(Point localization data)
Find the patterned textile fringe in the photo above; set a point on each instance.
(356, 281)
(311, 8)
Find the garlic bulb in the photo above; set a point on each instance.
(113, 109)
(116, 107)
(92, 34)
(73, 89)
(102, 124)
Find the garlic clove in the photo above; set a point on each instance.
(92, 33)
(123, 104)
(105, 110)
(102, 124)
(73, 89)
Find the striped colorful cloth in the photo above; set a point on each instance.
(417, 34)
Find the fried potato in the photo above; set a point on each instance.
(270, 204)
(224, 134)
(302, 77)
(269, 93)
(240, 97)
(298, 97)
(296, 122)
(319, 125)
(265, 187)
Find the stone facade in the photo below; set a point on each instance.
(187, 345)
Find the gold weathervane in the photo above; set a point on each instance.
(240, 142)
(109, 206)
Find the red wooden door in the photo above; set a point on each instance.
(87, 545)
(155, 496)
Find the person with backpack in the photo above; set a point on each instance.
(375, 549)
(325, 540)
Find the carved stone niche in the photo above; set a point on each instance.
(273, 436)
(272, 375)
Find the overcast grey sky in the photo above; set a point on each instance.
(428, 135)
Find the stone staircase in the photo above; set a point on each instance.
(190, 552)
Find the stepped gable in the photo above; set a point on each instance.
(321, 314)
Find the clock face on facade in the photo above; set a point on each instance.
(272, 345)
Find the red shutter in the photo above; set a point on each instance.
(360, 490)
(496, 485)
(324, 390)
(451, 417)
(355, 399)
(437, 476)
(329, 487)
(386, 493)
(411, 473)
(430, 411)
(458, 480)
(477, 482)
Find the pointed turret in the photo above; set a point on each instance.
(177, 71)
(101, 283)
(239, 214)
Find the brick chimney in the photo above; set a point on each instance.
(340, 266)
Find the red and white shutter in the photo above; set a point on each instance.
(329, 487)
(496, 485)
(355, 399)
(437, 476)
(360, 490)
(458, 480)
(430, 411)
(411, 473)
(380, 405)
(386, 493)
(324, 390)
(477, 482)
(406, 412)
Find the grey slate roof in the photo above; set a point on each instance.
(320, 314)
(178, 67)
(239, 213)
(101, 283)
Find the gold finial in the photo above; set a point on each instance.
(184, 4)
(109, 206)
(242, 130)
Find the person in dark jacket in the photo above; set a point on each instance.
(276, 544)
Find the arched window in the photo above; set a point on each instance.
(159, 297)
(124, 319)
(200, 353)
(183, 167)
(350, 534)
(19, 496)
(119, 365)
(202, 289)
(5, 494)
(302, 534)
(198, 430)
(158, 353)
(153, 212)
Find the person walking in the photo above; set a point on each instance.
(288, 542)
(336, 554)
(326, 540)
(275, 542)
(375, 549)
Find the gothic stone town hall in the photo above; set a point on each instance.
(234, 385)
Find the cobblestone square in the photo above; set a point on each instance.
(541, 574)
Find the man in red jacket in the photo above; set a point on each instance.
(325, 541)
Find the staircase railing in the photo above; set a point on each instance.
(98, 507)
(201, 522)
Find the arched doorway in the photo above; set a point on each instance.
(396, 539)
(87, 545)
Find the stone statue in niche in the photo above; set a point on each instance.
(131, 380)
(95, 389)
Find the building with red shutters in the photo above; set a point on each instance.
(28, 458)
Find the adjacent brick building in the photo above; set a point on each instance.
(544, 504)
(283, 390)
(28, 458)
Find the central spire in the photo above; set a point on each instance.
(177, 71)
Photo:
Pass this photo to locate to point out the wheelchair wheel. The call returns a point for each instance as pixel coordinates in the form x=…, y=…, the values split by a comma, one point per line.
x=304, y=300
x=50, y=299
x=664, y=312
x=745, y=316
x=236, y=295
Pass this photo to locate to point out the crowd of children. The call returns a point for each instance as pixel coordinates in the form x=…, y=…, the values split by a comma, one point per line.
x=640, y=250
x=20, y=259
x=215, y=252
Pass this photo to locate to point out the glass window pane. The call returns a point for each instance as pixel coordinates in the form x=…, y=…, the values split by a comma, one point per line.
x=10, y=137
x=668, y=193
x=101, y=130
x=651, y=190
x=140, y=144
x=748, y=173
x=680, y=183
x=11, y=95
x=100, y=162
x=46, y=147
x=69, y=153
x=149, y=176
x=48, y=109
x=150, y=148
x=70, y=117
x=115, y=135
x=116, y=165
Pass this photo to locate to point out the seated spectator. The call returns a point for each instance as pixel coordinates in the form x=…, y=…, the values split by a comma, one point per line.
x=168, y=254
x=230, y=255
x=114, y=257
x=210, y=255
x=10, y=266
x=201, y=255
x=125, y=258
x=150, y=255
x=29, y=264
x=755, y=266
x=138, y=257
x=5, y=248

• Exercise details:
Every line of the data above should be output exactly as written.

• Task answer:
Find the patterned textile fringe in the photo above; set a point on each instance.
(356, 281)
(311, 8)
Find the garlic bulb in the photo above; set a point on each instance.
(113, 109)
(116, 107)
(92, 34)
(73, 89)
(102, 124)
Find the garlic clove in the photo above; set a point on each instance.
(92, 33)
(123, 104)
(105, 110)
(102, 124)
(73, 89)
Find the striped colorful cloth in the photo above; set a point on each instance.
(417, 34)
Find the fried potato in the photo above; set a point on each instance.
(270, 204)
(224, 134)
(302, 77)
(269, 93)
(240, 97)
(298, 97)
(296, 122)
(319, 125)
(265, 187)
Find the stone facade in the photo below; set a point on each instance.
(187, 345)
Find the gold weathervane in the photo above; set a point on each instance.
(240, 142)
(109, 206)
Find the red wooden door in the photo above; set a point on each instance.
(87, 545)
(155, 496)
Find the person with backpack in the photo above; set a point on each instance.
(375, 549)
(325, 540)
Find the carved stone niche in the photo above; set a point on each instance.
(273, 436)
(272, 375)
Find the overcast grey sky in the photo above; set a point on each instance.
(428, 135)
Find the stone staircase in the photo above; set a point on each instance.
(190, 552)
Find the stepped gable in the photo above; set a point on each instance.
(321, 314)
Find the clock face on facade in the photo above; set a point on each instance.
(272, 345)
Find the red shutter in the photo above; set a point on each instance.
(360, 490)
(496, 485)
(324, 390)
(451, 417)
(355, 399)
(437, 476)
(329, 487)
(386, 493)
(411, 473)
(430, 411)
(458, 480)
(477, 482)
Find the pointed turret in the photo above; set a point on each instance.
(177, 71)
(101, 283)
(239, 214)
Find the brick chimney in the photo above; set a point on each instance.
(340, 266)
Find the red and white shutter in the photo above; set a point on each instance.
(329, 487)
(496, 485)
(355, 399)
(437, 476)
(360, 490)
(458, 480)
(430, 411)
(411, 473)
(380, 405)
(386, 493)
(324, 390)
(477, 482)
(406, 412)
Find the grey slate roof in the photo above; set a point on each instance.
(320, 314)
(178, 67)
(239, 213)
(101, 283)
Find the gold finial in the photo above; set a point on each instance.
(184, 4)
(109, 206)
(242, 130)
Find the person in dark jacket in the photo above; set a point on each instance.
(276, 544)
Find the arched window in the photo above; set a point on each instance.
(159, 297)
(124, 319)
(200, 353)
(183, 167)
(350, 534)
(19, 496)
(119, 365)
(202, 289)
(5, 494)
(302, 534)
(198, 430)
(158, 353)
(153, 212)
Find the person walking in the photo above; set a point on each instance.
(288, 542)
(336, 554)
(326, 540)
(275, 542)
(375, 549)
Find the gothic stone town hall in the photo above; set a point on each instance.
(234, 385)
Find the cobblestone square in the photo above; set a point on each instance.
(541, 574)
Find the man in red jacket in the photo above; set a point on each instance.
(325, 541)
Find the staircase railing in the photo above; set a point on each instance.
(98, 507)
(201, 522)
Find the arched doorway in the photo above; set a point on each instance.
(396, 539)
(87, 545)
Find the stone statue in niche in the photo above; set a point on each instance.
(131, 380)
(95, 389)
Find the building with red shutters in the photo above; set a point on each instance.
(28, 458)
Find the adjacent brick building in the photo above; set a point on each instance.
(544, 504)
(283, 390)
(28, 458)
Find the central spire in the photo above; set a point on each instance.
(177, 71)
Photo:
Pass this photo to locate to point out the wheelchair wheel. The call returns a point for each instance as pixel coordinates in the form x=…, y=…, the values split by a comma, one point per line.
x=304, y=300
x=50, y=299
x=664, y=312
x=745, y=316
x=236, y=295
Pass this photo to locate to point out the crowd of children. The call returns a point for each instance as pixel coordinates in the form x=…, y=…, the values split by a comma, one point per line.
x=640, y=250
x=20, y=259
x=215, y=252
Pass this photo to locate to point out the glass window pane. The call returns a point for each instance as pixel coordinates in the form x=…, y=…, the values split by a comma, one point per line.
x=10, y=137
x=668, y=193
x=101, y=130
x=651, y=190
x=140, y=144
x=748, y=173
x=680, y=183
x=11, y=95
x=100, y=162
x=46, y=147
x=69, y=153
x=149, y=176
x=48, y=109
x=150, y=148
x=70, y=117
x=115, y=135
x=116, y=165
Pass this photo to locate to point out the seated spectator. The call returns a point for each instance as pixel coordinates in the form x=…, y=…, the values split by a comma, one point per line.
x=168, y=254
x=230, y=255
x=114, y=257
x=210, y=255
x=10, y=266
x=201, y=255
x=125, y=258
x=150, y=255
x=29, y=264
x=755, y=266
x=138, y=257
x=5, y=248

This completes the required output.